Set task 1: In the records, take the part that opens with the line containing "Each instance of the roof of" and closes with the line containing "x=197 y=455". Reproduce only those lines with "door frame" switched to "window frame", leaving everything else unchanged.
+++ Text
Updated 4/25/10 @ 5:41 p.m. with William Penn Foundation clarification

Fewer than four months after its Philadelphia media elite round table to discuss the subject, the William Penn Foundation has released a more detailed outline of its intentions of investing and developing local online journalism in the region.

The report, which was released Wednesday, comes from the J-Lab journalism institute at American University and its Executive Director, Pulitzer Prize winner and former Philadelphia Inquirer business editor Jan Schaffer.

“While we’re not ready to brand the project at this point, it is fair to characterize what we have in mind as an independent journalism collaborative,” said the foundation’s President Feather Houstoun in an e-mail to stakeholders in the initiative.

The final report, which can be read in its entirety here, tacitly outlines the steps to develop roughly two things: (1) a central website of public affairs coverage and (2)  a journalism collaboration by way of staff, funding and shared administrative and business services — which I like to think was at least partially influenced by our pushing on with News Inkubator.

Updated: The William Penn Foundation will not “necessarily” implement what was found in the report, communications director Brent Thompson told me.
++++++
Set task 2: According to the text on the William Penn Foundation's journalism initiative, who is the executive director of the J-Lab journalism institute?
+++ Data for processing
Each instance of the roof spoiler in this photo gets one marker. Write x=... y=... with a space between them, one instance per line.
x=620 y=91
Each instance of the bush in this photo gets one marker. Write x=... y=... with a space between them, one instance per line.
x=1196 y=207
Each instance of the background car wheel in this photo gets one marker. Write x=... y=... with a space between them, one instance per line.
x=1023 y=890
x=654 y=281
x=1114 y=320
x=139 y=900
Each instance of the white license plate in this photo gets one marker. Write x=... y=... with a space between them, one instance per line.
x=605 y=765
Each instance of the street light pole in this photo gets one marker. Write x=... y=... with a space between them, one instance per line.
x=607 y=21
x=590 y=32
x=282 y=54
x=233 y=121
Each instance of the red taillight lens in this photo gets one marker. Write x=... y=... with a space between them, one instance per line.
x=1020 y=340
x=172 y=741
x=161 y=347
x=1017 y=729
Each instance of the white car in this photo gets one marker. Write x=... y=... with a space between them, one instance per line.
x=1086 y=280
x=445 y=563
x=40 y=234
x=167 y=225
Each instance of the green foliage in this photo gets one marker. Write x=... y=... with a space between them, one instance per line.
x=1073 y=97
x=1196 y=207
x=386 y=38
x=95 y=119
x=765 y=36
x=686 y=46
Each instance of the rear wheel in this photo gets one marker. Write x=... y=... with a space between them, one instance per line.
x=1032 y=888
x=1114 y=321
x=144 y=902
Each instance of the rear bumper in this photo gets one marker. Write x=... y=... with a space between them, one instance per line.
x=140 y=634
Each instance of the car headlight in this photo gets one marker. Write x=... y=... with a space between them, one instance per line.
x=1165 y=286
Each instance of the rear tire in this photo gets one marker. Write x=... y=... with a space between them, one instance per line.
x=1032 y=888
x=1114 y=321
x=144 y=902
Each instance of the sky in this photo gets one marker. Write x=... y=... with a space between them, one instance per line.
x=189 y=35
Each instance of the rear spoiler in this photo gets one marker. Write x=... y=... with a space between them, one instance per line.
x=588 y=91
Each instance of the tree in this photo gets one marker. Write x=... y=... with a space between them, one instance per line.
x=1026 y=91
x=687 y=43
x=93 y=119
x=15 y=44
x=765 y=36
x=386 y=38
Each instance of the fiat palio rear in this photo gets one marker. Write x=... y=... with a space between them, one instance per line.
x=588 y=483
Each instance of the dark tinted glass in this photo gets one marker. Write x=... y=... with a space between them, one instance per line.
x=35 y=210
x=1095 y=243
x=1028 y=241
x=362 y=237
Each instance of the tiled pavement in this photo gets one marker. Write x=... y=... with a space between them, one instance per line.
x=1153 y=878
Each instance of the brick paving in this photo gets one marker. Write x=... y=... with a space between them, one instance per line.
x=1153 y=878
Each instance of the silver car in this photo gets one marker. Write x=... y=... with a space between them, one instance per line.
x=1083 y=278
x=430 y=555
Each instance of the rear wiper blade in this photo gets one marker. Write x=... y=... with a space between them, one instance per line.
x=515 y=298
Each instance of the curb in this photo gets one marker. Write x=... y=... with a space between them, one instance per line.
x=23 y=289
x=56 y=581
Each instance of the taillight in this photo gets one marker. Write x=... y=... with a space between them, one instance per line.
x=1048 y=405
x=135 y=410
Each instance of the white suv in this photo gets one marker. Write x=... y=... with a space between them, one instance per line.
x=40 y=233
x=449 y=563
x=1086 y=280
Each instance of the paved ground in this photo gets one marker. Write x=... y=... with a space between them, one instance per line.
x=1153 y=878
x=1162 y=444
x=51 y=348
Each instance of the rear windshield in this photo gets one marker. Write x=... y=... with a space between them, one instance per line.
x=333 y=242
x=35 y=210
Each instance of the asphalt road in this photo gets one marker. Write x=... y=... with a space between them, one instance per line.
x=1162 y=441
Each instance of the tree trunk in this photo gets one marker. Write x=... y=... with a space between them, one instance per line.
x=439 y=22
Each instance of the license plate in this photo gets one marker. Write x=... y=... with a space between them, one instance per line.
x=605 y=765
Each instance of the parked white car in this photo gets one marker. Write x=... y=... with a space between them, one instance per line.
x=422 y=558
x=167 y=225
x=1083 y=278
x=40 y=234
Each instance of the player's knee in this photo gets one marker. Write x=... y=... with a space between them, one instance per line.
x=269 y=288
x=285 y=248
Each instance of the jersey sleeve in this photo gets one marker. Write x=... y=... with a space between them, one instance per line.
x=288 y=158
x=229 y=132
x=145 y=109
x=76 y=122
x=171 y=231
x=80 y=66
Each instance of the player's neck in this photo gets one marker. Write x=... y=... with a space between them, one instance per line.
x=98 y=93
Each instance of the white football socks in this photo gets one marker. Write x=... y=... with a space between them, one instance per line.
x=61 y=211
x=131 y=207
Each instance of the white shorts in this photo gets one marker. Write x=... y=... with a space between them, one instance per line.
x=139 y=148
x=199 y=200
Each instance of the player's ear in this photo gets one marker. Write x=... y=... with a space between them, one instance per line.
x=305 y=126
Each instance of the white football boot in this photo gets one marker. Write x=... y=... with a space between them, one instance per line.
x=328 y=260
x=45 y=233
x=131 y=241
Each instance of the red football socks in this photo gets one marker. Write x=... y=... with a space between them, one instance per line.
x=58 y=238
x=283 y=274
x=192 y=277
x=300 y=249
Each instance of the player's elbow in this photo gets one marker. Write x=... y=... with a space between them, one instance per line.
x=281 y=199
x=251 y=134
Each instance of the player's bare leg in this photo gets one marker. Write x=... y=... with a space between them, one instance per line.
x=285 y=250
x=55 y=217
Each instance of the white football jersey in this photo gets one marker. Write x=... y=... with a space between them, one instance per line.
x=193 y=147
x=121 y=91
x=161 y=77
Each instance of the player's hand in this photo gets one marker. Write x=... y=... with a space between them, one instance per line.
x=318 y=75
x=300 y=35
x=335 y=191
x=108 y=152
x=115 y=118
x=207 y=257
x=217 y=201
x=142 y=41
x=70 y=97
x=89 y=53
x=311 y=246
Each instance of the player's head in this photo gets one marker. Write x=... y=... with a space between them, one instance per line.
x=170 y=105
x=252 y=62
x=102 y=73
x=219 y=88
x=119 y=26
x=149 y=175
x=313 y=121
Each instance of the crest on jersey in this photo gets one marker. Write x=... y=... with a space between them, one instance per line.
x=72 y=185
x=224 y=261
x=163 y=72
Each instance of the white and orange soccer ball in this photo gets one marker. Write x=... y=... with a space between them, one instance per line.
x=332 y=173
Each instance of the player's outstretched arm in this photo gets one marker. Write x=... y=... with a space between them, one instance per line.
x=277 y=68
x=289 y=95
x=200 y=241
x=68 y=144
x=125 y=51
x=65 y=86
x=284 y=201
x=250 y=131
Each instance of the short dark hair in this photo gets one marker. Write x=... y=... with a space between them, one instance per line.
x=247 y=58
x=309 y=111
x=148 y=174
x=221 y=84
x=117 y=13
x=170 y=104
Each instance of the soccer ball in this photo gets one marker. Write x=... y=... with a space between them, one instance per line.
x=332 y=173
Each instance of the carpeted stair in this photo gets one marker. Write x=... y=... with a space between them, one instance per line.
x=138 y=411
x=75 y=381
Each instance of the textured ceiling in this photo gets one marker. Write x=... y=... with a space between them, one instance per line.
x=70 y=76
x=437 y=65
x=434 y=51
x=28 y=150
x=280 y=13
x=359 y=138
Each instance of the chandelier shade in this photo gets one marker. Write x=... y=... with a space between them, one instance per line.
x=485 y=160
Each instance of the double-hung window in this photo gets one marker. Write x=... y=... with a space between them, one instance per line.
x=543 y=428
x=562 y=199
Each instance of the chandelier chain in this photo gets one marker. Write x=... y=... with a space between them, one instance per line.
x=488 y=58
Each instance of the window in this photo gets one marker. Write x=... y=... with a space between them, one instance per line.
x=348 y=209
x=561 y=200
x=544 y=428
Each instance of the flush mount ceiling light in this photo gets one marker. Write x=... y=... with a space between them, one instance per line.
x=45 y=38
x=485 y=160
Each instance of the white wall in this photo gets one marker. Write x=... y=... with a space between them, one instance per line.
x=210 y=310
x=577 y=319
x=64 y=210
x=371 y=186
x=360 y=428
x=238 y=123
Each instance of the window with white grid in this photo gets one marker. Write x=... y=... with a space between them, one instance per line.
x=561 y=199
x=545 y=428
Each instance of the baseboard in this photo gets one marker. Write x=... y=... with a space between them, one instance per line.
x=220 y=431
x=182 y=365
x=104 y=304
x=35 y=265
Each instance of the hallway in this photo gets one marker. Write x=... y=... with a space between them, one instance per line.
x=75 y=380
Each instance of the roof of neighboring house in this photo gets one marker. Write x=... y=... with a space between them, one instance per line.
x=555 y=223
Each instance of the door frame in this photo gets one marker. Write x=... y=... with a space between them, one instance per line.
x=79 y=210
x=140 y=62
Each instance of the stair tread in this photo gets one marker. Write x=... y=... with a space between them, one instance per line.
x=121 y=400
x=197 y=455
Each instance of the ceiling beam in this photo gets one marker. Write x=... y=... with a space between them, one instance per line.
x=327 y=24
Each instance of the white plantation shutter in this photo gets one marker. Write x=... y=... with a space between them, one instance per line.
++++++
Exercise result 1:
Each instance of the roof of neighboring house in this photo gets one marker. Write x=... y=... with a space between them, one instance per line.
x=555 y=223
Each instance of the window frame in this photo gets one marker. Write x=... y=... with a space between them, one instance per line.
x=79 y=210
x=140 y=62
Each instance of the stair tread in this photo gets one marker. Write x=... y=... with a space between them, one instance per line.
x=121 y=400
x=197 y=455

Exercise result 2: Jan Schaffer